EXTRACT TO READ

○ ○ ○ ○

Project Euler Problem 691

Solution

Answer: 11570761

A direct and reliable way to solve this problem is to exploit a key suffix-automaton fact:

For any string $s$, if a substring appears exactly $t$ times, then it contributes to $L(k,s)$ for every $k \le t$. Using a suffix automaton, we can compute for every occurrence count $t$ the maximum substring length having that multiplicity, then propagate maxima downward to recover all $L(k,s)$.

The sequence

$$c_n=a_n+b_n-2a_nb_n$$

is simply the XOR of the two binary sequences:

$$c_n = a_n \oplus b_n.$$

$a_n$ is the Thue–Morse sequence:

$$a_n = \text{popcount}(n)\bmod 2.$$

$b_n$ is the Fibonacci/Sturmian word:

$$b_n=\left\lfloor \frac{n+1}{\varphi}\right\rfloor- \left\lfloor \frac{n}{\varphi}\right\rfloor.$$

A linear-time suffix automaton over the binary alphabet computes:

The number of end occurrences of each state.
For each multiplicity $t$, the maximum substring length occurring $t$ times.
By suffix-max propagation:

$$L(k)=\max_{t\ge k}(\text{best length with multiplicity }t).$$ 4. Sum all nonzero $L(k)$.

Verification against the problem statement:

$L(2,S_{10})=5$
$L(3,S_{10})=2$
$L(2,S_{100})=14$
$L(4,S_{100})=6$
$L(2,S_{1000})=86$
$L(3,S_{1000})=45$
$L(5,S_{1000})=31$
$\sum L(k,S_{1000})=2460$

all match exactly.

Running the same algorithm for $S_{5{,}000{,}000}$ gives:

Answer: 11570761

○ ○ ○ ○

Entries drawn from a collection

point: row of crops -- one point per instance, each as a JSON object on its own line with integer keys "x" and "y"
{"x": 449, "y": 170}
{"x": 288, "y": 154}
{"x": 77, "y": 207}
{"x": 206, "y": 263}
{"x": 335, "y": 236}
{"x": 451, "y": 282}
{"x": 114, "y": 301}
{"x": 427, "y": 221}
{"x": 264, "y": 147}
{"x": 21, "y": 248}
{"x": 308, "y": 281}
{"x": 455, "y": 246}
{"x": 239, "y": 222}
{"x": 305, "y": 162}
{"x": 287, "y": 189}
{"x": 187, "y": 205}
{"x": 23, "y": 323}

○ ○ ○ ○

GOAL A
Transcribe the passage of the Project Euler 691 solution between "Verification against the" and "all match exactly.", inclusive.
GOAL B
What named sequence is $a_n$ in the Project Euler 691 solution?

PROBLEM SOLUTION A
Verification against the problem statement:

$L(2,S_{10})=5$
$L(3,S_{10})=2$
$L(2,S_{100})=14$
$L(4,S_{100})=6$
$L(2,S_{1000})=86$
$L(3,S_{1000})=45$
$L(5,S_{1000})=31$
$\sum L(k,S_{1000})=2460$

all match exactly.

PROBLEM SOLUTION B
The Thue–Morse sequence.